* WORK INSTRUCTIONS *
Format every line of the records below as a JSON array of strings, one string per line and with blank lines omitted.

Lines of data
▶
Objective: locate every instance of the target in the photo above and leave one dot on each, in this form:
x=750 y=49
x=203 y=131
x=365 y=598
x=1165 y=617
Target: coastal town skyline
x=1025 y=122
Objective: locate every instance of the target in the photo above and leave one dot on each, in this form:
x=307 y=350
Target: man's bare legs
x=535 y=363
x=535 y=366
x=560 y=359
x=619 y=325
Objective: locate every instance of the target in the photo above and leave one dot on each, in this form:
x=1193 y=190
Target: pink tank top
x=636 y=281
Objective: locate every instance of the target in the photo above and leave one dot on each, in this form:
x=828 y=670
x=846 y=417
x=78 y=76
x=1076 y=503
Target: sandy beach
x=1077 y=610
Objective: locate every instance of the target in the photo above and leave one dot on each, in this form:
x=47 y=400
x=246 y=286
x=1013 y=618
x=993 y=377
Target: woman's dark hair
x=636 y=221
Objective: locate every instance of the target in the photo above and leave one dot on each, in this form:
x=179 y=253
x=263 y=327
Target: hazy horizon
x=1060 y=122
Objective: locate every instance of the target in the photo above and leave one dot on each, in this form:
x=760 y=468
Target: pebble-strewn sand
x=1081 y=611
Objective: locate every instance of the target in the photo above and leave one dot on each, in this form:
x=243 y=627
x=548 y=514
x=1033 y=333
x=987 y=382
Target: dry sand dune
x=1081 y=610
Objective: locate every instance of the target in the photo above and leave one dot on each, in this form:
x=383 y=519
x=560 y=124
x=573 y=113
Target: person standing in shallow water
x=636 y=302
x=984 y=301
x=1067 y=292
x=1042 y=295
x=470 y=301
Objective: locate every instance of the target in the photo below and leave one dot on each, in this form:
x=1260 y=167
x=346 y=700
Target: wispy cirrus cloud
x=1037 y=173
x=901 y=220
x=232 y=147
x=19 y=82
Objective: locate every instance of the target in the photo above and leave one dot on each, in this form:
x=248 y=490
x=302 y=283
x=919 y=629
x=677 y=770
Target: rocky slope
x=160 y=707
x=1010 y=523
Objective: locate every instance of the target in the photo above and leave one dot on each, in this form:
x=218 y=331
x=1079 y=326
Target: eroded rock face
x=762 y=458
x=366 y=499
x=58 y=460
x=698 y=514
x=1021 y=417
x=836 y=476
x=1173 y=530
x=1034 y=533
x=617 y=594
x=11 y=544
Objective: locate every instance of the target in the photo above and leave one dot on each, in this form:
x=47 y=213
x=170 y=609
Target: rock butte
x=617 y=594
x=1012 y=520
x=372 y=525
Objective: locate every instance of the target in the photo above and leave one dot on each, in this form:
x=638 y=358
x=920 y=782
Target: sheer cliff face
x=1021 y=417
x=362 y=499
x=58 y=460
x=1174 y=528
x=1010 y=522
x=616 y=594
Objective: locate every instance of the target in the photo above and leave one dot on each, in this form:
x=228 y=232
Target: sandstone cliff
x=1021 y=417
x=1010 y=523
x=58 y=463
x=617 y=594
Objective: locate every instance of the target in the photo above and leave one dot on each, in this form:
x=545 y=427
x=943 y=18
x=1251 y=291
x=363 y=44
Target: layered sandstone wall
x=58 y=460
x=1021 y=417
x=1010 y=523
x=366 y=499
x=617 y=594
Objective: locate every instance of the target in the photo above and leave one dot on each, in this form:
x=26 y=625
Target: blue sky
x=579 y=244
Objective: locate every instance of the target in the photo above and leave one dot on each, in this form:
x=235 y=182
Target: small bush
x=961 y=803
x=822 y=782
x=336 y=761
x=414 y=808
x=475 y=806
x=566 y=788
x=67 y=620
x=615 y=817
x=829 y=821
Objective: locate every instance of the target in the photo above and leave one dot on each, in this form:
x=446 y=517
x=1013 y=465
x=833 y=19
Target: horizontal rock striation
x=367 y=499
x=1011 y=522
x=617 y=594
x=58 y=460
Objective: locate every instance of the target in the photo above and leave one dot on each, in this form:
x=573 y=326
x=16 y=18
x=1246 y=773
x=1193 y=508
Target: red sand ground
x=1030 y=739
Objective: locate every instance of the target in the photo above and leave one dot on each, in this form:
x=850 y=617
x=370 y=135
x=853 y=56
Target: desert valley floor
◀
* WRITTEN REPLY *
[
  "Objective: locate every instance of the target in the photo above and leave one dot on each, in this form:",
  "x=750 y=49",
  "x=203 y=131",
  "x=365 y=598",
  "x=1165 y=617",
  "Target: coastal town skyline",
  "x=1025 y=122",
  "Objective: locate every instance of the target in the photo above and leave one dot on each, in this form:",
  "x=307 y=350",
  "Target: man's bare legs",
  "x=535 y=363",
  "x=535 y=366",
  "x=560 y=359",
  "x=619 y=325",
  "Objective: locate every instance of the target in the photo above and leave one dot on each, in this form:",
  "x=1193 y=190",
  "Target: pink tank top",
  "x=636 y=281",
  "Objective: locate every instance of the target in the photo above and leave one dot on each, in this form:",
  "x=828 y=670",
  "x=846 y=417",
  "x=78 y=76",
  "x=1076 y=503",
  "Target: sandy beach",
  "x=1077 y=610",
  "Objective: locate every instance of the target in the photo above and leave one dot on each, in this form:",
  "x=47 y=400",
  "x=246 y=286",
  "x=1013 y=618",
  "x=993 y=377",
  "Target: woman's dark hair",
  "x=636 y=221",
  "Objective: locate every instance of the target in the photo above and leave one dot on each, in this form:",
  "x=179 y=253",
  "x=263 y=327",
  "Target: hazy horizon",
  "x=1060 y=122",
  "Objective: locate every instance of the target in the photo above and leave one dot on each, in this form:",
  "x=760 y=468",
  "Target: pebble-strewn sand",
  "x=1081 y=611",
  "Objective: locate every instance of the target in the photo above and leave one dot on each, in this form:",
  "x=243 y=627",
  "x=548 y=514",
  "x=1033 y=333",
  "x=987 y=382",
  "Target: dry sand dune",
  "x=1081 y=610",
  "Objective: locate every instance of the target in the photo above and leave one dot on each, in this form:",
  "x=383 y=519",
  "x=560 y=124",
  "x=573 y=113",
  "Target: person standing in shallow water",
  "x=636 y=302",
  "x=984 y=301",
  "x=1067 y=292",
  "x=1042 y=295",
  "x=470 y=301",
  "Objective: locate every instance of the target in the photo below and leave one dot on each, in this form:",
  "x=1260 y=167",
  "x=346 y=700",
  "Target: wispy cirrus cloud",
  "x=1037 y=173",
  "x=901 y=220",
  "x=232 y=147",
  "x=19 y=82",
  "Objective: locate every instance of the target in the photo above and leave one dot on each, in this form:",
  "x=248 y=490",
  "x=302 y=283",
  "x=919 y=629",
  "x=677 y=770",
  "Target: rocky slope",
  "x=160 y=707",
  "x=1010 y=523",
  "Objective: locate every instance of the target in the photo above and leave one dot on each, in this form:",
  "x=218 y=331",
  "x=1079 y=326",
  "Target: eroded rock face",
  "x=762 y=458",
  "x=366 y=499",
  "x=58 y=460",
  "x=698 y=514",
  "x=1021 y=417",
  "x=836 y=476",
  "x=1173 y=530",
  "x=1034 y=533",
  "x=617 y=594",
  "x=11 y=544",
  "Objective: locate every instance of the target in the photo above and leave one dot on each, in this form:",
  "x=47 y=213",
  "x=170 y=609",
  "Target: rock butte",
  "x=617 y=594",
  "x=1012 y=520",
  "x=372 y=525",
  "Objective: locate every instance of the target in the photo above and leave one dot on each, in this form:",
  "x=638 y=358",
  "x=920 y=782",
  "Target: sheer cliff face",
  "x=1021 y=417",
  "x=362 y=499",
  "x=58 y=460",
  "x=1174 y=528",
  "x=1010 y=522",
  "x=616 y=594",
  "Objective: locate every instance of the target in the photo above and leave one dot on each, in this form:",
  "x=228 y=232",
  "Target: sandstone cliff",
  "x=1021 y=417",
  "x=1010 y=523",
  "x=58 y=463",
  "x=617 y=594",
  "Objective: locate every instance of the target in the photo above and leave one dot on each, in this form:",
  "x=545 y=427",
  "x=943 y=18",
  "x=1251 y=291",
  "x=363 y=44",
  "Target: layered sandstone wall",
  "x=58 y=460",
  "x=1021 y=417",
  "x=1010 y=523",
  "x=366 y=499",
  "x=617 y=594",
  "Objective: locate every instance of the target in the photo above and leave one dot on each, in this form:",
  "x=26 y=625",
  "Target: blue sky",
  "x=579 y=244",
  "Objective: locate every instance of the target in the photo above and leave one dot on each, in this form:",
  "x=235 y=182",
  "Target: small bush",
  "x=961 y=803",
  "x=822 y=782",
  "x=336 y=761",
  "x=414 y=808",
  "x=475 y=806",
  "x=566 y=788",
  "x=67 y=620",
  "x=615 y=817",
  "x=829 y=821",
  "Objective: locate every instance of the target in the photo above and leave one dot on each, in this form:",
  "x=446 y=517",
  "x=1013 y=465",
  "x=833 y=19",
  "Target: horizontal rock striation",
  "x=367 y=499",
  "x=1011 y=522",
  "x=617 y=594",
  "x=58 y=460",
  "Objective: locate every instance of the target in the photo above and leave one dot on each, in this form:",
  "x=573 y=326",
  "x=16 y=18",
  "x=1246 y=773",
  "x=1193 y=508",
  "Target: red sand ground",
  "x=1030 y=739",
  "Objective: locate every instance of the target in the photo above and leave one dot on each, in this form:",
  "x=850 y=617",
  "x=370 y=135",
  "x=853 y=56",
  "Target: desert valley floor"
]